The United States runs a balance of payments deficit by spending more money in other countries (buying their products, investing in them, or giving them dollars) than they spend in the United States . - The extra dollars are held by the countries' central banks. The banks do not ask the United States to redeem them for gold or another currency. As long as foreign banks accept and hold dollars as if they were gold, the dollars act as reserves.

The US economy began to dominate the world economy in the early 20th century. The US dollar was then tied to gold, so that the value of the dollar neither increased nor decreased, but remained the same amount of gold. Most money was paper, as it is now, but governments were required, if requested, to redeem that paper for gold. This 'convertibility' put an upper limit on the amount of paper currency governments could print in order to prevent inflation. This link between paper money and gold was a product of law as well as custom. The Federal Reserve, which was established in 1913, had to ensure that every dollar of paper money was backed by at least forty cents of gold. There was no tradition (as there is today) of continuous inflation. The large levels of inflation and astronomic levels of government deficits during the Great Depression, 1929-1931, rendered the support of US dollars by gold impossible. By the early 1930s, this led the US President Roosevelt to adjust the dollar/ gold ratio as he saw fit. Until this point, the US may well have been a dominant power in the world economy, but from an economics point of view, it was not an empire. The fixed value of the dollar did not allow the US government to extract economic benefits from other countries by supplying them with dollars convertible to gold.

**Entries supplied**:
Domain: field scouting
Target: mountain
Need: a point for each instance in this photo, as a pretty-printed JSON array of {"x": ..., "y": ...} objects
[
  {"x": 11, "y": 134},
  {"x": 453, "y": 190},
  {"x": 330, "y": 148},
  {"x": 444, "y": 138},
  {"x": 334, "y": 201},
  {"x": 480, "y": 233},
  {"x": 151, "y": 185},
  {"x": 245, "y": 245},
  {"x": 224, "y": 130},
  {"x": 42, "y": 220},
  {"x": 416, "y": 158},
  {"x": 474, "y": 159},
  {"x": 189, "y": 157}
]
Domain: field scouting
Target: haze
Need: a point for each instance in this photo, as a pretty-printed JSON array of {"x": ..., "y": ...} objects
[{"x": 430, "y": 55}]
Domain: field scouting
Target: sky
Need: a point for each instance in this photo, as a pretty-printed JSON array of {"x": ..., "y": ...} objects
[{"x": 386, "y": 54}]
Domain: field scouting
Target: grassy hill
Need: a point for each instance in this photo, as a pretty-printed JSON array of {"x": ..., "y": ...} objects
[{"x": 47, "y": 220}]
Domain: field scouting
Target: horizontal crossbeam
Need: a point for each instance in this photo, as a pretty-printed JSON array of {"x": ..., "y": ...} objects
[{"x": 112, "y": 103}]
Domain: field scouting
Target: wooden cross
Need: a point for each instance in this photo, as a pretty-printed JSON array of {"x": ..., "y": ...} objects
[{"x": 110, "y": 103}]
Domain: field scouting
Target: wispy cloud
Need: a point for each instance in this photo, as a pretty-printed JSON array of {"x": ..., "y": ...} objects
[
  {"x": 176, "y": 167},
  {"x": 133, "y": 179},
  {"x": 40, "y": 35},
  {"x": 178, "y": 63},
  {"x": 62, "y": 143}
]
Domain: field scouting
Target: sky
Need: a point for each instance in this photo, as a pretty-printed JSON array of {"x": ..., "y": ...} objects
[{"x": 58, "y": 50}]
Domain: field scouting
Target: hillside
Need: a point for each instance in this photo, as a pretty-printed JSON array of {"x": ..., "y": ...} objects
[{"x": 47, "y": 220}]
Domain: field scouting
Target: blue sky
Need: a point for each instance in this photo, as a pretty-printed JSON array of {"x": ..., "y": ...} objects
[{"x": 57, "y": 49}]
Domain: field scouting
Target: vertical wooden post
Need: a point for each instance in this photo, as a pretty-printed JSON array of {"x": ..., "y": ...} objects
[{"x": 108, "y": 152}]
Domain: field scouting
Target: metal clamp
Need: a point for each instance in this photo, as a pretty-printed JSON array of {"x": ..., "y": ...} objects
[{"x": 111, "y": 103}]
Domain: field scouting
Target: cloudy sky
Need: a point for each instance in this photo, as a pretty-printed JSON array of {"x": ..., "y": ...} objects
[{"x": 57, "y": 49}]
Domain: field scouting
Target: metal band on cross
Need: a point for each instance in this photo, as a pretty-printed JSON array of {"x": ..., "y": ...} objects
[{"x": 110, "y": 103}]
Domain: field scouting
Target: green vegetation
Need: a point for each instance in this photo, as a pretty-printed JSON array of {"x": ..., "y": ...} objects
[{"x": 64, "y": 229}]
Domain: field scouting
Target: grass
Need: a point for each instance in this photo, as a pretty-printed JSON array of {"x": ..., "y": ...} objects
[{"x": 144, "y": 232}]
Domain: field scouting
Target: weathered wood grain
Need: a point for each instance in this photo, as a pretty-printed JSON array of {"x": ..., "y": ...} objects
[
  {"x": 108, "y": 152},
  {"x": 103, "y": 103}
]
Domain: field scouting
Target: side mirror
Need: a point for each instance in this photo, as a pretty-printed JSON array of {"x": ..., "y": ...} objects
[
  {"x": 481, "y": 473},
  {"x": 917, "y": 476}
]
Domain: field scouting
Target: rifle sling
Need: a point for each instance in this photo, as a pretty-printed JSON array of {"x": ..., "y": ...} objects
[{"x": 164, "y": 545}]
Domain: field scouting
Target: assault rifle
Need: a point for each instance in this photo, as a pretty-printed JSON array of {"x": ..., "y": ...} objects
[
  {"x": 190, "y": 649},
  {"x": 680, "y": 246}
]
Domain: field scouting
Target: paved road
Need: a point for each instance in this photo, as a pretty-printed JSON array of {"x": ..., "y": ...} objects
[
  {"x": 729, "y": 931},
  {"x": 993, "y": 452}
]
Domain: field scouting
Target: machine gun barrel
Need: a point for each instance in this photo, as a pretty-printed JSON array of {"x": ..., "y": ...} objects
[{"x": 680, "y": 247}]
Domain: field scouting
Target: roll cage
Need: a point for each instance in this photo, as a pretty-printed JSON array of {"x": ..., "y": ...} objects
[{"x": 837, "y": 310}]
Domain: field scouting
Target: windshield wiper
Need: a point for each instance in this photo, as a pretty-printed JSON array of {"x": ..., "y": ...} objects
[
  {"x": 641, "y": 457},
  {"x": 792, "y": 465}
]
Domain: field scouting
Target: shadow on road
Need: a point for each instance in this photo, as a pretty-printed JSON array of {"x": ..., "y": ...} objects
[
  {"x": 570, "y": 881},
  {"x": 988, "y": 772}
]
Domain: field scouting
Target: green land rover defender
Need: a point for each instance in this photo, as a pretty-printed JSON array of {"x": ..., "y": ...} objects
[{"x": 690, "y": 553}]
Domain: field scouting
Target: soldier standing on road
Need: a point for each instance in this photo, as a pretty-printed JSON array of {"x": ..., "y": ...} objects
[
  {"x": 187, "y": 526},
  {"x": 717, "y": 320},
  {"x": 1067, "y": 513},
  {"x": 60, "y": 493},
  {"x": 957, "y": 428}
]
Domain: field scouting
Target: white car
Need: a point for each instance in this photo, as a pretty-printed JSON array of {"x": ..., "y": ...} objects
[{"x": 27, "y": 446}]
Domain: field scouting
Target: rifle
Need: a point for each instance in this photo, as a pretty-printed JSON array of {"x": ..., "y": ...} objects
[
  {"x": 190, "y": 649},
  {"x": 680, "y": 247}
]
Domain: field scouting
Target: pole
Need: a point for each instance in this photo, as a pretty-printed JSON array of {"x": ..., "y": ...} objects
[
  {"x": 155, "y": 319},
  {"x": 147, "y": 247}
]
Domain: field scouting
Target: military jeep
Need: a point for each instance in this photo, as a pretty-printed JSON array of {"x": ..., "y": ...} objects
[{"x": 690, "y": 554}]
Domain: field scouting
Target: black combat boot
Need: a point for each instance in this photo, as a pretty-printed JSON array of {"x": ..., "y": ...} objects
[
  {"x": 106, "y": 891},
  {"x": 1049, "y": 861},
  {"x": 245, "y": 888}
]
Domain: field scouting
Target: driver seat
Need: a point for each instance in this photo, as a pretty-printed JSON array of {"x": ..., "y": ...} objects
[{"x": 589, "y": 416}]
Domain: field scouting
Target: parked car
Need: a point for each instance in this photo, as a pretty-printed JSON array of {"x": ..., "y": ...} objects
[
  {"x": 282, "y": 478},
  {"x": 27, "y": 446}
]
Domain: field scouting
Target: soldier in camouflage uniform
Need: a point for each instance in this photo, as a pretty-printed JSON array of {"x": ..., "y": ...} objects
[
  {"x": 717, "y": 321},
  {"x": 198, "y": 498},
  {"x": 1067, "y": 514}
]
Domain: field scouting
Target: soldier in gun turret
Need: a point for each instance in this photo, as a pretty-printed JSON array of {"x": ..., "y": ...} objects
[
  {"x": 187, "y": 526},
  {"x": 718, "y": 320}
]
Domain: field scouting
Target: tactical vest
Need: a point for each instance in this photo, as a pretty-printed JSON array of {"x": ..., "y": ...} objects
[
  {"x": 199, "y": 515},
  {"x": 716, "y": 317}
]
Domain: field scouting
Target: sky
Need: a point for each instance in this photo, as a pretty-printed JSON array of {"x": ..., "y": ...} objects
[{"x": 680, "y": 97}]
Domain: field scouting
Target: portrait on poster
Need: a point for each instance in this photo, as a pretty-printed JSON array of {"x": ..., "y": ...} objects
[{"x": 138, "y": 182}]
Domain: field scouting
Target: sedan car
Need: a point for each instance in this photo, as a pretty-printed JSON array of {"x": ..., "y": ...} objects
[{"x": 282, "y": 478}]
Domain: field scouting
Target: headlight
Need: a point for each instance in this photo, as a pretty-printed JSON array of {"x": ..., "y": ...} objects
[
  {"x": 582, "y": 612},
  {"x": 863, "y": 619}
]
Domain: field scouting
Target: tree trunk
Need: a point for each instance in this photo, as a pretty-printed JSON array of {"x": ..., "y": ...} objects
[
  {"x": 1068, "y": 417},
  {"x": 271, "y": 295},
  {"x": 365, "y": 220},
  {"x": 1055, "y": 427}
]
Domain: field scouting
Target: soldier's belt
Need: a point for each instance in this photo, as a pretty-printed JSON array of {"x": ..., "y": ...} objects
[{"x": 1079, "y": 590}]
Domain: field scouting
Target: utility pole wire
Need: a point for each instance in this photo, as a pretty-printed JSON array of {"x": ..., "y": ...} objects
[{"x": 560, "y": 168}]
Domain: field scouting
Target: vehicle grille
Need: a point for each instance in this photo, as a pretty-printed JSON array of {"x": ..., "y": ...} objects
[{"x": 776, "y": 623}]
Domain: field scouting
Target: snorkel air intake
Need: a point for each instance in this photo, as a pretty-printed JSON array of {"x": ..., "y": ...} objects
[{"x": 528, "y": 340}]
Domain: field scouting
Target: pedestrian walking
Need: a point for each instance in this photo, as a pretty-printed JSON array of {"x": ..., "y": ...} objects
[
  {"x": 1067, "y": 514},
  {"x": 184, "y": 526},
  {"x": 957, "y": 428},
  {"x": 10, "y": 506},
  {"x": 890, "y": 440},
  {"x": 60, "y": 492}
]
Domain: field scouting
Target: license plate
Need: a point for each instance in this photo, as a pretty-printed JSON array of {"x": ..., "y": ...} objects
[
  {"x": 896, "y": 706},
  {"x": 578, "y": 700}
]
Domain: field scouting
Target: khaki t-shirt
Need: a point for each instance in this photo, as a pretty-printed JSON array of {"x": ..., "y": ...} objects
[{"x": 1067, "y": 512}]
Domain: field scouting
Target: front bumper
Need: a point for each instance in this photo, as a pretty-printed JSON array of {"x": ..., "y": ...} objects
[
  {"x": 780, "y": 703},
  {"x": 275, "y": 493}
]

**Written task 1**: Update the text on the US dollar by giving everything from "The United States runs" down to "act as reserves." again, with "central banks" changed to "national banks".
**Written task 2**: According to the text on the US dollar, in what ways does the United States spend money in other countries?
The records have nothing to do with the text on the US dollar.

**Output 1**:
The United States runs a balance of payments deficit by spending more money in other countries (buying their products, investing in them, or giving them dollars) than they spend in the United States . - The extra dollars are held by the countries' national banks. The banks do not ask the United States to redeem them for gold or another currency. As long as foreign banks accept and hold dollars as if they were gold, the dollars act as reserves.

**Output 2**:
- Buying their products
- Investing in them
- Giving them dollars